● WHAT THE TASK REQUIRES:
Turn every line of the items below into a numbered list, dropping any blank lines. Leave the pictures out.

= = = = = = =

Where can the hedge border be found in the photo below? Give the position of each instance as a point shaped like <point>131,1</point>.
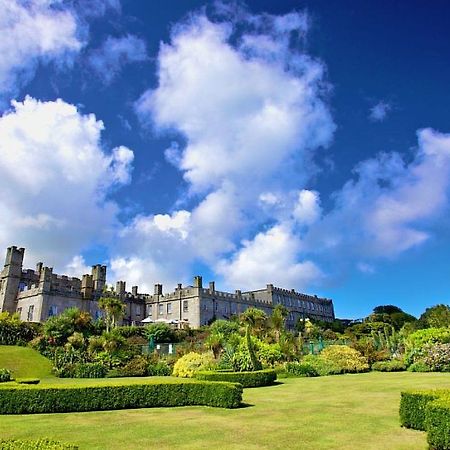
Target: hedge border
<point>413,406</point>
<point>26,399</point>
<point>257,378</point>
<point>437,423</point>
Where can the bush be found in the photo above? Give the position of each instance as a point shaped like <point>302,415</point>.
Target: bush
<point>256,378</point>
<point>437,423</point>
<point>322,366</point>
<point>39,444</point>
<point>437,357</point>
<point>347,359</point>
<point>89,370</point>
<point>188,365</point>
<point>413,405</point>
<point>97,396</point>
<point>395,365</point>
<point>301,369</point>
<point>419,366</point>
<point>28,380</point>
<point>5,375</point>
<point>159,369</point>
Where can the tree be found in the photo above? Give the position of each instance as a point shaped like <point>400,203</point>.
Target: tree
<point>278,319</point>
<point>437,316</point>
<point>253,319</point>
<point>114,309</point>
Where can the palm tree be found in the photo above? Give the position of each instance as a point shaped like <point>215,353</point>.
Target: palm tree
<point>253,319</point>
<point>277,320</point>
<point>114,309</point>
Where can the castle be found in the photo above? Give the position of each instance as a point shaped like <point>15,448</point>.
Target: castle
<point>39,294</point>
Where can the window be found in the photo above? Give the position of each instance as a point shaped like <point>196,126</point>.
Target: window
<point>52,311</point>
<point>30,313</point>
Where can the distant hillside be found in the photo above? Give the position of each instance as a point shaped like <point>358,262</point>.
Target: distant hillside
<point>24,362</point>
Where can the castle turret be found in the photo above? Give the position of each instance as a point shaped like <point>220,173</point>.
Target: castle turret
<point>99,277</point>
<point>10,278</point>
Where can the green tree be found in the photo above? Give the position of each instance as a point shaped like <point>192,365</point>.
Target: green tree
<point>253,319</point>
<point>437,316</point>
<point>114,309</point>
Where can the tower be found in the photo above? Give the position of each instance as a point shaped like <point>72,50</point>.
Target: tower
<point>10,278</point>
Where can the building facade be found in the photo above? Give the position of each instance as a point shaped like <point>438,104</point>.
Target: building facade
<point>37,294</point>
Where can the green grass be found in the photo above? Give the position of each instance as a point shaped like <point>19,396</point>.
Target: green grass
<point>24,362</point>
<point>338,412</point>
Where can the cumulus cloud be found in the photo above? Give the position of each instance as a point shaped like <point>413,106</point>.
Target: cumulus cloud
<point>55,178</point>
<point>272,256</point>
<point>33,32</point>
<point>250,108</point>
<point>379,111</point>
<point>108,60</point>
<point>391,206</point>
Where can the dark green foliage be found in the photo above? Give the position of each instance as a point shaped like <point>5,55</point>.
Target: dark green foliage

= = = = = = =

● COMPLETE OUTPUT:
1. Where can the hedge border be found in the photo below? Give the position of each instance as a point shaped like <point>131,1</point>.
2. Target: hedge border
3. <point>413,406</point>
4. <point>26,399</point>
5. <point>257,378</point>
6. <point>437,423</point>
7. Where can the bush be found in the photo above? Give the position of each instance as a point shaped like <point>302,415</point>.
8. Target: bush
9. <point>256,378</point>
10. <point>437,423</point>
11. <point>322,366</point>
12. <point>39,444</point>
13. <point>437,357</point>
14. <point>347,359</point>
15. <point>89,370</point>
16. <point>188,365</point>
17. <point>413,405</point>
18. <point>97,396</point>
19. <point>395,365</point>
20. <point>301,369</point>
21. <point>419,366</point>
22. <point>28,380</point>
23. <point>5,375</point>
24. <point>159,369</point>
25. Where can the tree be found in the photo above? Give the position of each instance as a point shaped like <point>400,203</point>.
26. Target: tree
27. <point>278,319</point>
28. <point>437,316</point>
29. <point>253,319</point>
30. <point>114,309</point>
31. Where can the palm tree be found in the photo above? Give the position of each instance as a point shaped like <point>215,353</point>.
32. Target: palm tree
33. <point>253,319</point>
34. <point>277,320</point>
35. <point>114,309</point>
36. Where can the castle be found in the photo above? Give the position of each instance as a point shaped like <point>15,448</point>.
37. Target: castle
38. <point>39,294</point>
39. Where can the window be found in the photo above? Give the position of each instance as a point shaped like <point>196,126</point>.
40. Target: window
41. <point>52,311</point>
42. <point>30,313</point>
43. Where can the distant hillside be found in the photo above? Give the position of each instance as a point shaped like <point>358,262</point>.
44. Target: distant hillside
45. <point>24,362</point>
46. Where can the castle turret be found in the photo above? Give the position of each instance as a point shaped like <point>220,173</point>.
47. Target: castle turret
48. <point>99,277</point>
49. <point>10,278</point>
50. Where can the green tree be found in the photo above? Give the position of each instance as a point shaped like <point>192,365</point>.
51. Target: green tree
52. <point>253,319</point>
53. <point>437,316</point>
54. <point>114,309</point>
55. Where can the tower be found in the photo above? Give the position of each instance as a point shaped like <point>72,50</point>.
56. Target: tower
57. <point>10,278</point>
58. Where can the building facade be found in the photo above? Give the position of each instance as a point shaped like <point>438,104</point>.
59. Target: building facade
60. <point>37,294</point>
61. Where can the green grass be found in the photo above? Give the position of each instance as a point shaped like <point>19,396</point>.
62. Target: green grass
63. <point>24,362</point>
64. <point>338,412</point>
65. Where can the cumulus cloud be found in the photo above? Give the position of each instance as a point shaped like <point>413,106</point>.
66. Target: cumulus cloud
67. <point>55,178</point>
68. <point>272,256</point>
69. <point>33,32</point>
70. <point>250,108</point>
71. <point>379,111</point>
72. <point>108,60</point>
73. <point>391,206</point>
74. Where can the dark green foliage be found in the photo above? Give the position of each instance as a point shaped like <point>5,55</point>.
75. Target: dark green foliage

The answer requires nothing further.